◆ Try it
Word-for-word transcription: reproduce all of the data, but not the pictures.

◆ Records from a data collection
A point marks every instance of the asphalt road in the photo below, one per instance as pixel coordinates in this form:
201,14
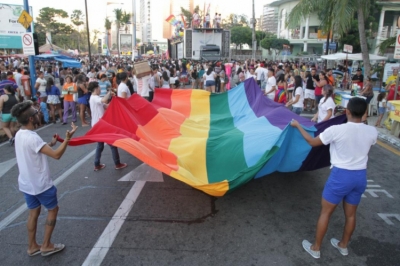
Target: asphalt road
110,222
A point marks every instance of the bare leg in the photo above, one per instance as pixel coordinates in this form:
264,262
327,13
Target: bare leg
350,224
323,221
31,225
49,228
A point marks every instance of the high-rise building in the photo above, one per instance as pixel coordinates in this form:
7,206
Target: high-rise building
146,7
270,19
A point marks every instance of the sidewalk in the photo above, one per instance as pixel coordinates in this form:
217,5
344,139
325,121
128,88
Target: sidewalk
384,133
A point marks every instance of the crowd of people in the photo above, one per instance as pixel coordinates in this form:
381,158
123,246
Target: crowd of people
89,90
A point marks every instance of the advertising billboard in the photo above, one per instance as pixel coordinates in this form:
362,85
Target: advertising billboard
10,28
125,43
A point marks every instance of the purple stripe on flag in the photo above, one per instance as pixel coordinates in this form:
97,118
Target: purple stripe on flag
276,113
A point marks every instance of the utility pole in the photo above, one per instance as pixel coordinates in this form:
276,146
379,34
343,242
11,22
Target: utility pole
32,70
87,28
254,42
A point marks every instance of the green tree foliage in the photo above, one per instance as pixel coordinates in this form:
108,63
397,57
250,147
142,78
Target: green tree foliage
389,42
241,35
47,20
234,20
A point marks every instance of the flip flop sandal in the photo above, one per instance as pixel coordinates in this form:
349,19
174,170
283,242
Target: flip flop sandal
37,252
57,248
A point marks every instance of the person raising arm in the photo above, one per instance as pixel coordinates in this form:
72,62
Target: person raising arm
349,147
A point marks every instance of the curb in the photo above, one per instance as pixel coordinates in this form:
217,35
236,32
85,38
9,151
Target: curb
395,142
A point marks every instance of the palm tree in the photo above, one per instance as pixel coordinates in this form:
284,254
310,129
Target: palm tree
389,42
107,25
118,19
335,15
125,20
77,19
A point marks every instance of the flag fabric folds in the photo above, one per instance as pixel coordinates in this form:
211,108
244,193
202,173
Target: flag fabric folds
212,142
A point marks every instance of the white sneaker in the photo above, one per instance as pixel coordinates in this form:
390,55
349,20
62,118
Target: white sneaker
343,251
307,247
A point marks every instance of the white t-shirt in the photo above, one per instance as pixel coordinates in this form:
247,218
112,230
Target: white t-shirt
145,89
42,83
271,82
323,108
299,104
123,88
34,174
96,106
349,144
209,77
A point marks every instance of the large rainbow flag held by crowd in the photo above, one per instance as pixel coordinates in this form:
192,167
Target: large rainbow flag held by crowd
212,142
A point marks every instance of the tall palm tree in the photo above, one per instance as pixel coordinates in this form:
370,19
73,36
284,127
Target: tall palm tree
118,19
126,20
107,25
335,15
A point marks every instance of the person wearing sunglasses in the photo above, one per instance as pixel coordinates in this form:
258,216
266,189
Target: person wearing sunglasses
34,178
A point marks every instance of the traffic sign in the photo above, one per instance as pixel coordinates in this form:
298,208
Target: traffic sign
347,48
25,19
28,46
397,47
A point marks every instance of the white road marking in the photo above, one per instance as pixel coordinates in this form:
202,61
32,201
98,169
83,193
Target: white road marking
377,186
15,214
373,192
7,165
385,217
105,241
143,173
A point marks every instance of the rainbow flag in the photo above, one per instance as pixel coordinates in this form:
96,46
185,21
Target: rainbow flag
172,20
212,142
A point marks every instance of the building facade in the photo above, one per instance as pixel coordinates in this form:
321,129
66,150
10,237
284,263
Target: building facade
270,19
146,7
307,37
388,21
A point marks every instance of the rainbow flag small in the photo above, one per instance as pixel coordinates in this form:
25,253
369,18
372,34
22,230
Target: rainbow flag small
172,20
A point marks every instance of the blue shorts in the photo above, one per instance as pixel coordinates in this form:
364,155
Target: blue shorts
47,198
347,185
210,83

◆ Result of the exercise
A point marks every instance of the asphalt road in the photo below, one per instance as pixel coordinates in this form:
201,14
Target: asphalt road
110,222
A point marks every instance of the bare leg in the photo above, one per instance as pixel coordinates in this form:
264,262
327,13
Target: bare leg
350,224
323,221
31,225
49,228
A point marks every instance of the high-rise building in the photo above, one per instance as pixel coordinates in this form:
7,206
Target: high-rise building
146,7
270,19
A point marks every instance of the sidewalk in the photo above, one per instance as pixel coordinates in this form:
217,5
344,139
325,121
128,88
Target: sidewalk
384,133
A point marks every instance of the crowd of people in the photo above, one per instance as pixel coordinates in this form:
381,158
123,246
Target: crowd of people
89,90
A point marks every instance of the advertising billboard in the photo above, one per instance as pixel coordinates in this form:
362,85
Target: advertising billboard
10,28
125,43
A point marks every instance of the purple stripe on flag in the photo above, one per instance as pixel coordinates in this form:
97,118
Target: purple stripe on flag
276,113
A point marks every instance of the utility pole in the photo above, one per instance as pixel coordinates in this form:
276,146
379,34
343,242
11,22
Target: utility pole
32,70
87,28
254,42
A point marks every instance of the green tree foliage in the photo above, one per instance as pixel coordinates in this form:
108,63
397,57
250,147
142,78
Target: green tree foliage
389,42
241,35
47,20
234,20
A point marks every instance of the flip flop sandal in the photo above, one per instance as pixel coordinates in this form:
349,19
174,170
283,242
Target: flip flop sandal
37,252
57,248
A point marks every instance of the person raising arm in the photo above, one per instance as pixel coordinates in this form:
72,62
Target: person raising arm
349,147
A point marks every instance of the curb in the photo above, one per instance as pixel coordinates in this form:
217,35
236,32
85,38
9,151
Target: curb
395,142
A point marks every instance of the palm tree in the photo above, one per instance as pixel coordinates in this form:
284,254
310,129
Target: palm tree
389,42
107,25
118,19
335,15
125,20
77,19
A point marks every instance of the flag fabric folds in the photo above, one per instance as pixel coordinates in this form:
211,108
244,193
202,173
Target: flag fabric folds
212,142
A point marks every instance of the white sneaker in the photo above, one per instance as pixel coordinates in this form:
390,55
349,20
62,118
Target: white sneaker
343,251
307,247
A point marks every instance of the white t-shirt in the photo above, one per instance as pixel coordinates in this form:
247,218
112,230
Target: white t-shirt
145,89
42,83
271,82
323,108
299,104
123,88
34,174
96,106
349,144
209,77
A point marks every instance of the large rainbow flag held by crowd in the photo above, one per instance as pixel coordinates in this form:
192,167
Target: large rainbow flag held by crowd
212,142
A point marks every instance of the tall palm tree in the photo above, one per instance as pixel coordinates in this form:
370,19
73,36
284,127
Target: tall palm tree
118,19
126,20
107,25
335,15
A point marks every instance of the person wearing sunglasses in the photo above, one per instance as pixel coordinates in this form:
258,216
266,189
Target: person wearing sunglasses
34,178
A point marks every instance of the traffic sign in the photo above, one per instance as pixel coordinates in this form:
298,208
Target: traffic sign
347,48
25,19
28,46
397,47
A point marks every instance of the white road marking in the photo above, one per instance as pixel coordinates in this form:
202,61
32,201
98,169
83,193
Target: white road marking
377,186
15,214
373,192
7,165
385,217
105,241
143,173
A point marks every instance of the rainbow flag in the photo above, one per instance as pixel coordinates in this form:
96,46
185,21
Target: rainbow flag
172,20
212,142
A point marks every instance of the building facade in the photo above, one per instance as pixel coordinates in this form:
321,129
66,150
10,237
284,263
Target: building facade
270,19
146,7
307,37
388,21
A point marks every instance of the rainbow flag small in the photo above, one per instance as pixel coordinates in this form:
25,253
369,18
372,34
22,230
Target: rainbow flag small
172,20
A point marks every instance of the blue shorts in the photo above, one per instance as pixel coordinates in this form:
364,155
Target: blue shorts
47,198
347,185
210,83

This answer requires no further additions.